EXERCISE PASSAGE →
DOUGLAS COUNTY, Ore. — Around 300 sheep in Douglas County are being euthanized after the Department of Agriculture found they were at a high risk for a deadly sheep disease. It’s a disease known to be deadly to sheep called Scrapie that’s back in Oregon for the first time in five years.
“Scrapie is not a public health threat nor is it a food safety issue,” said Dr. Brad LeaMaster, Oregon’s State Veterinarian. Dr. LeaMaster said the illness is the sheep equivalent to Mad Cow Disease. It effects the neurological system of older sheep, but unlike Mad Cow, it’s not a threat to humans.
“It’s never, never been reported to be a diseasse that can infect people,: said LeaMaster. But this disease is a large concern for farmers. That’s why the U.S. Department of Agriculture steps in to help the control of the disease through money allocated into a federal program.
When sheep go through slaughter, they are always tested for Scrapie. That’s how the state found out about this recent Douglas County Case. “The slaughter sample was taken in June and we were notified of this positive result at the end of August,” said LeaMaster.

INPUT DATA →
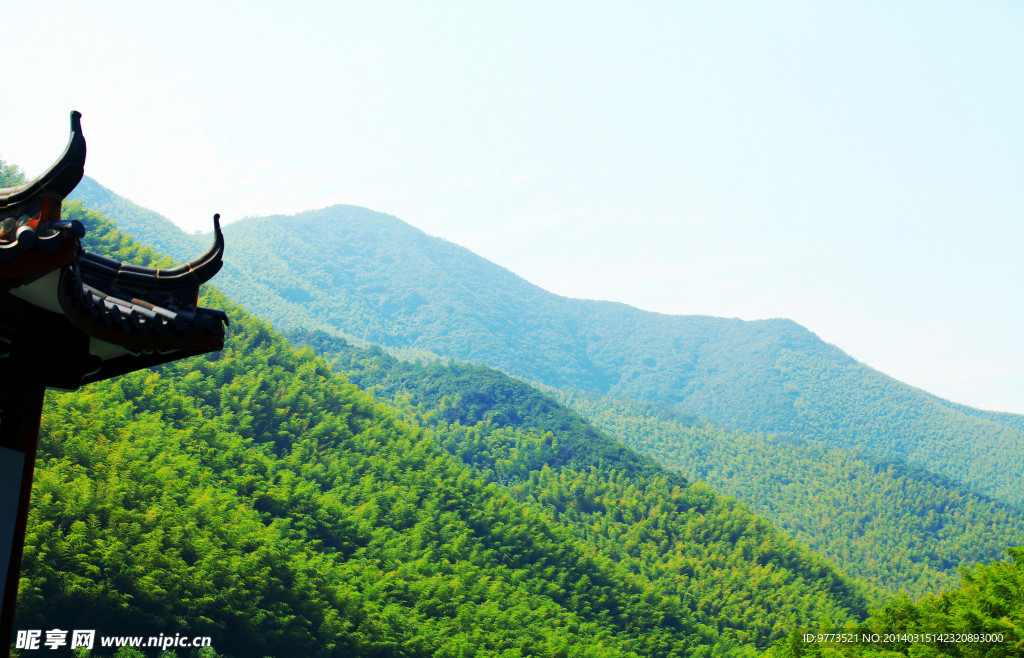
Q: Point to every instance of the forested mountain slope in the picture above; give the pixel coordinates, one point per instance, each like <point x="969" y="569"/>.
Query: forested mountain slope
<point x="255" y="496"/>
<point x="890" y="524"/>
<point x="375" y="277"/>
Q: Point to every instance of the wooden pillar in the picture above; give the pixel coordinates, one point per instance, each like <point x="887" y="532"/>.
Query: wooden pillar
<point x="20" y="407"/>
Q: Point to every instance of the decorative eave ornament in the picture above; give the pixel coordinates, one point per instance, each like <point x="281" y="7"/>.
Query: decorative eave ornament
<point x="81" y="316"/>
<point x="69" y="317"/>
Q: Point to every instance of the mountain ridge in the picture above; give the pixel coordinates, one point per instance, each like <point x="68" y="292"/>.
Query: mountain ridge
<point x="377" y="278"/>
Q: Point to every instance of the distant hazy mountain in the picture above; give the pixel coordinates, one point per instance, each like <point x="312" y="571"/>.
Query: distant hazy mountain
<point x="372" y="276"/>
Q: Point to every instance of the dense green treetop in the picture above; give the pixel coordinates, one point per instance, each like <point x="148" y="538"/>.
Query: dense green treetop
<point x="893" y="525"/>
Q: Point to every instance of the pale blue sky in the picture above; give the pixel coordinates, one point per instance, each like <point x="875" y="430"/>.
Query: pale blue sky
<point x="856" y="167"/>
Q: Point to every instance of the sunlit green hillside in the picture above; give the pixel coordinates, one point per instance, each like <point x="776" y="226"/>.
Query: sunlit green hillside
<point x="377" y="278"/>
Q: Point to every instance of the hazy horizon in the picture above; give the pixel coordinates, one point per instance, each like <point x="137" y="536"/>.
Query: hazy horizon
<point x="852" y="168"/>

PROBLEMS TO SOLVE →
1. From the scrapie news report, copy the part that begins with the words containing "DOUGLAS COUNTY, Ore." and ends with "threat to humans.".
2. Answer these questions using the scrapie news report.
(a) About how many sheep in Douglas County are being euthanized?
(b) Who is Oregon's State Veterinarian?
(c) In what month was the slaughter sample taken?
3. Write the next part of the scrapie news report, starting after its final sentence.

EXPECTED OUTPUTS →
1.
DOUGLAS COUNTY, Ore. — Around 300 sheep in Douglas County are being euthanized after the Department of Agriculture found they were at a high risk for a deadly sheep disease. It’s a disease known to be deadly to sheep called Scrapie that’s back in Oregon for the first time in five years.
“Scrapie is not a public health threat nor is it a food safety issue,” said Dr. Brad LeaMaster, Oregon’s State Veterinarian. Dr. LeaMaster said the illness is the sheep equivalent to Mad Cow Disease. It effects the neurological system of older sheep, but unlike Mad Cow, it’s not a threat to humans.

2.
(a) Around 300.
(b) Dr. Brad LeaMaster.
(c) June.

3.
Now 300 sheep on one farm are at risk for contracting the disease and are being killed. “We don’t know if they’re infected yet, so we know they’re high risk,” said LeaMaster.
That risk is worrying area farmers concerned for their own livestock. KEZI 9 News received multiple calls from farmers in the Roseburg area who wanted to stay anonymous. It’s unclear which farm is being investigated, but the Department of Agriculture confirms this case is in Douglas County.
State officials said the next step will be finding where the infected sheep came from and if any other local farms have sheep from the same blood line who are at risk for Scrapie.